▶ _Challenge_: Reproduce all of the entries below with "Submission" substituted by "Response" wherever it occurs, keeping every other word and mark unchanged. Omit the pictures from the reproduced text.

▶ _Information shown_:

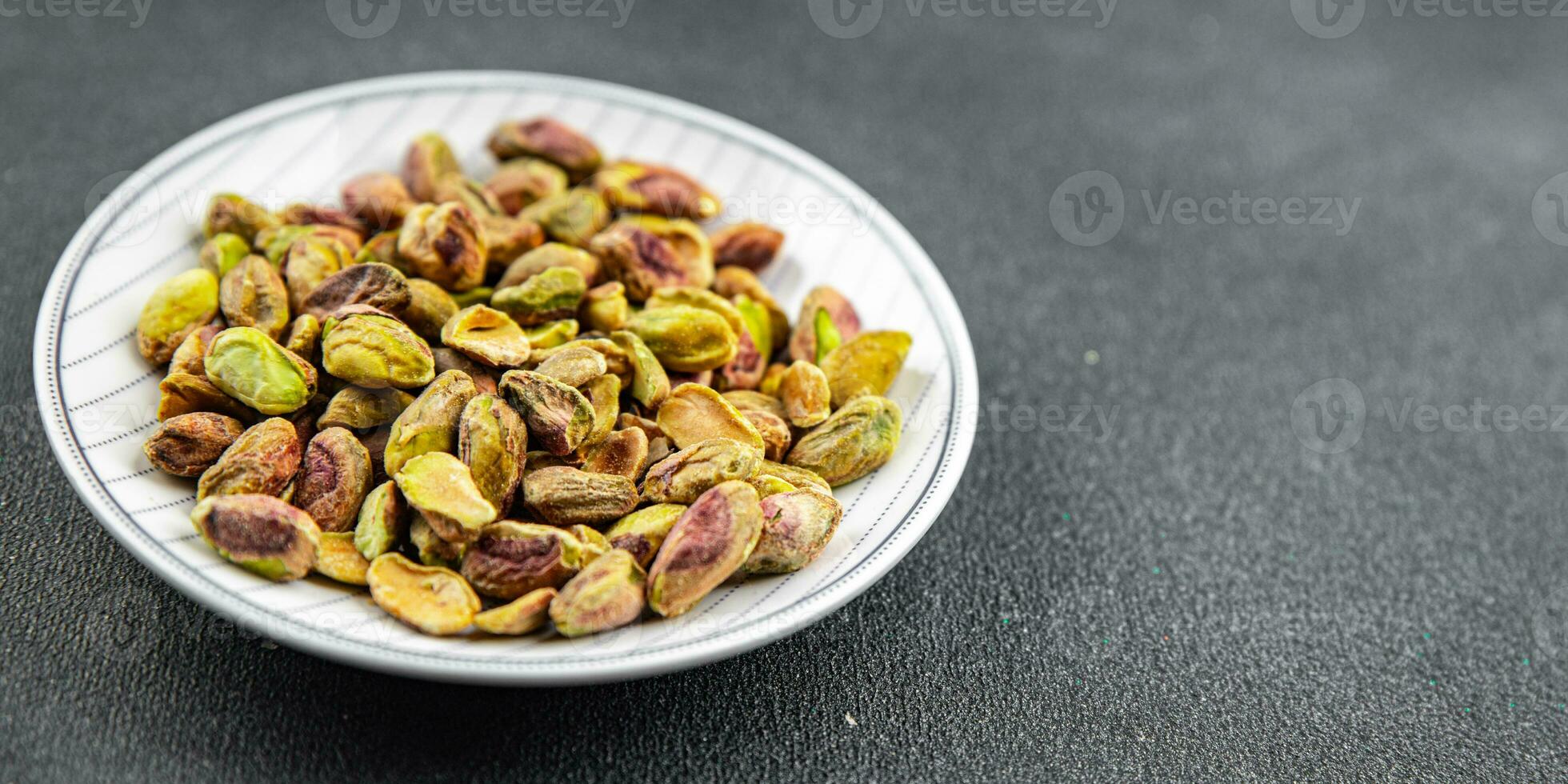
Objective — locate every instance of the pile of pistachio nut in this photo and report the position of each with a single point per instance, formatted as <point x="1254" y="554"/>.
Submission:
<point x="549" y="395"/>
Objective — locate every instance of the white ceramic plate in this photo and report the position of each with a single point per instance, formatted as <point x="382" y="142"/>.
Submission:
<point x="98" y="395"/>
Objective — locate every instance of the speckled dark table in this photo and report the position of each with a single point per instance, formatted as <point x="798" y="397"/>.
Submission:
<point x="1187" y="591"/>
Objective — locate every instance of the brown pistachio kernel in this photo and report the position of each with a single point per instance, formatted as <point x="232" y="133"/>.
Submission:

▶ _Solution for this problem_:
Objective — locate every instance of the pile of pistachio nut in this photo and report the position of each with a single point per instance, formatted as <point x="1254" y="554"/>.
Response:
<point x="549" y="395"/>
Objective — locate every instance of the white ceramic plate in this photo and report the position of each with a single point per instance, formatted as <point x="382" y="142"/>.
Response:
<point x="98" y="395"/>
Objective — locate every instance of the speckled dark table in this photo and report the position of each with a single point per instance, formatted as <point x="798" y="397"/>.
Response:
<point x="1187" y="591"/>
Objective — locate every instance of the brown pistachio kernel in this photo and report the position of each with a single point per instance, formatted as <point x="232" y="133"/>.
Response:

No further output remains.